#### Instructions to follow:
Write out the material below exactly, beginning at the line that contains "[locate] building roof" and ending with its last line, both ends included; write nothing else.

#### Entries:
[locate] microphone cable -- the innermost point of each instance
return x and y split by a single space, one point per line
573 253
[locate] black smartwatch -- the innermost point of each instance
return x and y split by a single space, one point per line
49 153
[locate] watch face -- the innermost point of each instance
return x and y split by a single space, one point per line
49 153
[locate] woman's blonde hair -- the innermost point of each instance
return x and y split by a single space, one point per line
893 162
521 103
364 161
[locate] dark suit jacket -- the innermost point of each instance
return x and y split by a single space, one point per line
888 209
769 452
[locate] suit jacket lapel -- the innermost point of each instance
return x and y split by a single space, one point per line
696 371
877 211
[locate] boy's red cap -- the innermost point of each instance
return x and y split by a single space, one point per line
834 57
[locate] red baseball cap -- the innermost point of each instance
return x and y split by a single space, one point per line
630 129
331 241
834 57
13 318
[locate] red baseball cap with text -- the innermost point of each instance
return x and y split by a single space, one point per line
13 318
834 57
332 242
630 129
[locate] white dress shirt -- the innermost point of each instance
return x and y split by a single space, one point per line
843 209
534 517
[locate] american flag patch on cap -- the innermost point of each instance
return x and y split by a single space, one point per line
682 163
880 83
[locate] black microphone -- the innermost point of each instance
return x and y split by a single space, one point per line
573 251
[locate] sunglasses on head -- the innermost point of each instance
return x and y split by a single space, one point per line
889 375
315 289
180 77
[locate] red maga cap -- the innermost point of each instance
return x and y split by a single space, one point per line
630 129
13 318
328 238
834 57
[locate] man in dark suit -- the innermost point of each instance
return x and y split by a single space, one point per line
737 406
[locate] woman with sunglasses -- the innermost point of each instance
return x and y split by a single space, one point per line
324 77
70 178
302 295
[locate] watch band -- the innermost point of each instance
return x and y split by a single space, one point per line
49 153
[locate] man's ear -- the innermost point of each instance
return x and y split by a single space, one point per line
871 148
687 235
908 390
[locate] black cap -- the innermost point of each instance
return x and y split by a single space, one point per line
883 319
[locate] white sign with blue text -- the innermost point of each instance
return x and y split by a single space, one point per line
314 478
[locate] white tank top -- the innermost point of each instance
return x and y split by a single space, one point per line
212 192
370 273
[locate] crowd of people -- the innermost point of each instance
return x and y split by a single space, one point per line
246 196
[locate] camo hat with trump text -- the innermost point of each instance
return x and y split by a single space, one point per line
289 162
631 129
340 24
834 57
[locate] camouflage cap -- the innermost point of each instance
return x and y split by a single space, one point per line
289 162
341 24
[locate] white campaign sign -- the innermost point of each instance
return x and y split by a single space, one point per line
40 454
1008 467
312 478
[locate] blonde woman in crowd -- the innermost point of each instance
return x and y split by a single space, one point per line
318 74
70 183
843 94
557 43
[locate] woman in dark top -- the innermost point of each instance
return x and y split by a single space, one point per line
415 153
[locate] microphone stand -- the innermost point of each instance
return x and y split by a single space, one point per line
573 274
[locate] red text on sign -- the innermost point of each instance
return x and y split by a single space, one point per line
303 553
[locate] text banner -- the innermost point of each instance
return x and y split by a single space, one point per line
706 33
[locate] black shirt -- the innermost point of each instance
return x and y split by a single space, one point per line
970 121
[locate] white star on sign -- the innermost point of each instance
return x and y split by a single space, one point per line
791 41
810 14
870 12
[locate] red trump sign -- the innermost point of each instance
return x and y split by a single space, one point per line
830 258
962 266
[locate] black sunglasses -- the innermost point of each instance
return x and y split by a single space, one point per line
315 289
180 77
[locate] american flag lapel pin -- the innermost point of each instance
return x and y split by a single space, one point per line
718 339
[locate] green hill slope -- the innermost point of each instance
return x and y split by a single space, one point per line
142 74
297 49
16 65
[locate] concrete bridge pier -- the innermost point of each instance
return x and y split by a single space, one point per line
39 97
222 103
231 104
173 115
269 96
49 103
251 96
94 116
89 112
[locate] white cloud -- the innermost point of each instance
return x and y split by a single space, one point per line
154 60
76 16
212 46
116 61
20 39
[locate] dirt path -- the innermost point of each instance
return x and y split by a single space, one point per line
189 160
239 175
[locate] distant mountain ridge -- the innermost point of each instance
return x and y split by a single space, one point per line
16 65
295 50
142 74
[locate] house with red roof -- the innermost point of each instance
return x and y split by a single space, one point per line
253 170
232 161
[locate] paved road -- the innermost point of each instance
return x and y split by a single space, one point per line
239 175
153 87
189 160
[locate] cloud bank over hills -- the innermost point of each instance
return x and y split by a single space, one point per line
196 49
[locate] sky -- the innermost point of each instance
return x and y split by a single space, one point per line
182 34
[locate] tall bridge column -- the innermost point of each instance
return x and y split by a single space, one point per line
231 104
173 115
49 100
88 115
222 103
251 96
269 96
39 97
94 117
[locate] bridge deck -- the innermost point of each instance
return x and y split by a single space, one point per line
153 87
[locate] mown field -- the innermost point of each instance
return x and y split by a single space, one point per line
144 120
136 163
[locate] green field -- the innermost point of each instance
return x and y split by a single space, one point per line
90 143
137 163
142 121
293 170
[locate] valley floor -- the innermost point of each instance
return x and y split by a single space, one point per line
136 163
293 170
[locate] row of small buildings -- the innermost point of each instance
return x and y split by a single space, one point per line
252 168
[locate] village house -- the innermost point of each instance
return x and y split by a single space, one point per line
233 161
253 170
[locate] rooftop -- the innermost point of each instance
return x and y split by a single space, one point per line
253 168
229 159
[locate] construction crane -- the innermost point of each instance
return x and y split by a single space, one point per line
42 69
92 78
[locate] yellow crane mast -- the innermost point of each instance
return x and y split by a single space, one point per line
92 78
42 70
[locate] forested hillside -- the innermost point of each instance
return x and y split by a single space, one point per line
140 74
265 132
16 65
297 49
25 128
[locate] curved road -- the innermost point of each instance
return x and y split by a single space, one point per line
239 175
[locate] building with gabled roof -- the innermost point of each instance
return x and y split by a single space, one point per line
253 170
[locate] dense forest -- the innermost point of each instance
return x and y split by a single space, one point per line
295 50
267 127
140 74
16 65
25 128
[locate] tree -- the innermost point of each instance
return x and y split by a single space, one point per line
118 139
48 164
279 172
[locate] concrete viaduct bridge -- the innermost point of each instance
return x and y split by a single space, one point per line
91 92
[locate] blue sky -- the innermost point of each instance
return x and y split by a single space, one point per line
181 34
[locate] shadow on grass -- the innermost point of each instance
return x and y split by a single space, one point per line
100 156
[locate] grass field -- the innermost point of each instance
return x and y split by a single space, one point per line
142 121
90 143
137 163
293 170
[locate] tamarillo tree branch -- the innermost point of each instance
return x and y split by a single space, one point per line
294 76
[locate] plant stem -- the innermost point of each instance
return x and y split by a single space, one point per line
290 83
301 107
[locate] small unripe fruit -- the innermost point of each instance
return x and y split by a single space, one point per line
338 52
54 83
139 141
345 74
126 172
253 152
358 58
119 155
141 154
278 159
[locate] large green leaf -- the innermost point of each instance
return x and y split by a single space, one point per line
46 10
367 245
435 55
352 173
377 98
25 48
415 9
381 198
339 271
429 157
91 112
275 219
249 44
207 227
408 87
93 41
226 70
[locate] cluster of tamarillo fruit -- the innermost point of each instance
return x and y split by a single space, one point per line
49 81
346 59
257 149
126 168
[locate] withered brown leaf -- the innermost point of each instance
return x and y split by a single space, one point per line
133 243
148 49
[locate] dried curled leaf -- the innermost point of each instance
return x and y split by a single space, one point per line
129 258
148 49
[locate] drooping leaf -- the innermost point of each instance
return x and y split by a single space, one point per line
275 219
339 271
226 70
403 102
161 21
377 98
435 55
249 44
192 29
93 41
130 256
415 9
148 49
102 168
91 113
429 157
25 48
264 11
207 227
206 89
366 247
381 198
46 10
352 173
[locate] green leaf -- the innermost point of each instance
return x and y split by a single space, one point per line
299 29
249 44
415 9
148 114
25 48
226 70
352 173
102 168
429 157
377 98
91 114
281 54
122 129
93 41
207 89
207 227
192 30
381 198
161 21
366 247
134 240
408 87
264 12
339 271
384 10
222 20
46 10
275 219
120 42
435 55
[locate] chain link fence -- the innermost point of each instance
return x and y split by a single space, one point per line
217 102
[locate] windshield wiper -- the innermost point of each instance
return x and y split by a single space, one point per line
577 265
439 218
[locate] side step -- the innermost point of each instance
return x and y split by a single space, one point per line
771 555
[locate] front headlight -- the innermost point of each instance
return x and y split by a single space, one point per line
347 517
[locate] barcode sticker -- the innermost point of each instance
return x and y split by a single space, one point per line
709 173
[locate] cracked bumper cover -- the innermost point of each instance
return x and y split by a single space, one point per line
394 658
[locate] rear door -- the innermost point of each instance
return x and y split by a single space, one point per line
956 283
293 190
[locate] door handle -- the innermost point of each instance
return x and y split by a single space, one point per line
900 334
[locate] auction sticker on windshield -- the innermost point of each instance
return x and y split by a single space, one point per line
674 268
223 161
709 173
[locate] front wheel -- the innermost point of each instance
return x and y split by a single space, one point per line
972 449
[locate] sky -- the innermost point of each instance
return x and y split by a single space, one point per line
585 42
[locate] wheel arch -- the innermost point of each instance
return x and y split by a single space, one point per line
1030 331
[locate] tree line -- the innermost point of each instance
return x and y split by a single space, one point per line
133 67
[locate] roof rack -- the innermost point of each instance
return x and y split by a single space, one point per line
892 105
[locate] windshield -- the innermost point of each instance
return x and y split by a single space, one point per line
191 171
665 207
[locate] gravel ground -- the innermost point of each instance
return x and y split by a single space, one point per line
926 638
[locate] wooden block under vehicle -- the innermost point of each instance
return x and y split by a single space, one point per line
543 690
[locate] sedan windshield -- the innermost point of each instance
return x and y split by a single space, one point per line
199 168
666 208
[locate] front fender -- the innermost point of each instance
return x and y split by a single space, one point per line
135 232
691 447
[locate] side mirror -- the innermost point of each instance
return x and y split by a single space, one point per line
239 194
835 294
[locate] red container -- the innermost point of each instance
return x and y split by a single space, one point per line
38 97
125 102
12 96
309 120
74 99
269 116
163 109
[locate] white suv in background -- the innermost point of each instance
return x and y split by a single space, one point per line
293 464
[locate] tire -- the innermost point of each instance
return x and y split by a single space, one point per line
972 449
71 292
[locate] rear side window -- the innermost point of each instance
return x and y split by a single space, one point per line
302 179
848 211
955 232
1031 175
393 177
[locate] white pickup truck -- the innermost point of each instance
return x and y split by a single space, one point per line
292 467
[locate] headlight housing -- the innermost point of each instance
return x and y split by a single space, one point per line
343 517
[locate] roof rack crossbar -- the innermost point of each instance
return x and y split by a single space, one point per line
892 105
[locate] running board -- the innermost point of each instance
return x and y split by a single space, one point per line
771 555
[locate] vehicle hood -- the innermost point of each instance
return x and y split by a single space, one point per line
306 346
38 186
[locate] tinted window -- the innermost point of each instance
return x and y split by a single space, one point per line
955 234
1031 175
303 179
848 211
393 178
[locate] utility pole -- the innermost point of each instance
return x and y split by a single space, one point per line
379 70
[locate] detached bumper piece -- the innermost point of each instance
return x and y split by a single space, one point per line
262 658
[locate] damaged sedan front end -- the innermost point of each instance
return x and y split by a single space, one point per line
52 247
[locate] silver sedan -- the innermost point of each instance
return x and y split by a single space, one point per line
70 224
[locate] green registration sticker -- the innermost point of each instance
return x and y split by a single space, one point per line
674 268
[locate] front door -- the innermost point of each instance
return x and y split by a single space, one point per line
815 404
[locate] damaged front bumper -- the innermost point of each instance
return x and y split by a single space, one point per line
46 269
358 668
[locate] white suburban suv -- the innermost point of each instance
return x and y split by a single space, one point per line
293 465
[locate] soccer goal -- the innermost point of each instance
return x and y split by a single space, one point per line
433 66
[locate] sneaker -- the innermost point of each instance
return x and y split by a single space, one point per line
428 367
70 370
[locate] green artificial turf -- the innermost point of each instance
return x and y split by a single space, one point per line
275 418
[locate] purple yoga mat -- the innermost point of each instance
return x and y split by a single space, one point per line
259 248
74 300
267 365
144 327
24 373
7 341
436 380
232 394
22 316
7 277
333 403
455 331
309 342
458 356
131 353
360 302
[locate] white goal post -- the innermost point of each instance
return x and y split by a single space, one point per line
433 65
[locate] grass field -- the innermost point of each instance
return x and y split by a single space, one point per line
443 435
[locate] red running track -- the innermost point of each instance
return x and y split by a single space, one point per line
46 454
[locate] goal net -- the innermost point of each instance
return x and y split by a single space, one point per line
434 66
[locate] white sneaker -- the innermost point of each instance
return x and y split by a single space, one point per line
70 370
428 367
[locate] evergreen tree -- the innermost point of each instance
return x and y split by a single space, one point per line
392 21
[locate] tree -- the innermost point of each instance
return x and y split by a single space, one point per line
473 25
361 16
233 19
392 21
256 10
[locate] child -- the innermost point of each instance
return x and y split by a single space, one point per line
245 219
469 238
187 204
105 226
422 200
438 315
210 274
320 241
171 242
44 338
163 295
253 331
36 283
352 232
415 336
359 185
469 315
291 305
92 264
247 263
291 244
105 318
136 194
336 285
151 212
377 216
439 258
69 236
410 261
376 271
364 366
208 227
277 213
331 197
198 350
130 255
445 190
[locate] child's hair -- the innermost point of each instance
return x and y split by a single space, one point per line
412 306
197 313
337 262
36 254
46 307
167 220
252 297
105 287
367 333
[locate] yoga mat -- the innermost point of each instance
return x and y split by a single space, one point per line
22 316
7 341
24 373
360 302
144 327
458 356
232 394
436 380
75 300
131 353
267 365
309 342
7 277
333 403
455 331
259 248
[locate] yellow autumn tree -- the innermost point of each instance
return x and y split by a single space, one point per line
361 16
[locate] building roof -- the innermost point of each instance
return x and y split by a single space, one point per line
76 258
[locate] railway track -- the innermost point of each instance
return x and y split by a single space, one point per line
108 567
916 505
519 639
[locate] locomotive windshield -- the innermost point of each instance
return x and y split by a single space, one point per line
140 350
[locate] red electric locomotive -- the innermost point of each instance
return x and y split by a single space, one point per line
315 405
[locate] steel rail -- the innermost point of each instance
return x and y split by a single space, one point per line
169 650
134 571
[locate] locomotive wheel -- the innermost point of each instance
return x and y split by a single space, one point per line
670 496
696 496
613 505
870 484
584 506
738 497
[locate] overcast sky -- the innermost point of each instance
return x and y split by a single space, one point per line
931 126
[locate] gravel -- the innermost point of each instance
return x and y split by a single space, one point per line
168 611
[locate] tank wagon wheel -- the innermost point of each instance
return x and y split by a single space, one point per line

#### Response for this exercise:
[locate] building roof -- the innermost point of each instance
return x and y split by a single space, one point per line
76 258
[locate] railway track -- the innermost point of each instance
return x and y split by a single space, one point per line
108 567
916 505
519 639
[locate] locomotive windshield -- the innermost point of each instance
return x and y split by a single space, one point per line
140 350
[locate] red electric locomotive -- the innermost point of each instance
return x and y split by a single space, one point per line
315 405
[locate] steel rail -- the innermost point of each instance
return x and y split by a single space, one point per line
169 650
134 571
[locate] locomotive wheel -- the innermost point of each instance
return x and y split by a single space, one point per line
670 496
696 496
613 505
870 484
584 506
738 497
[locate] overcast sky -- the innermost point of each instance
return x and y split by a single space, one point per line
931 126
[locate] gravel -- the innermost point of each instance
return x and y split by a single space, one point per line
168 611
[locate] tank wagon wheel -- the innermost point of each instance
return x and y split by a single space, one point per line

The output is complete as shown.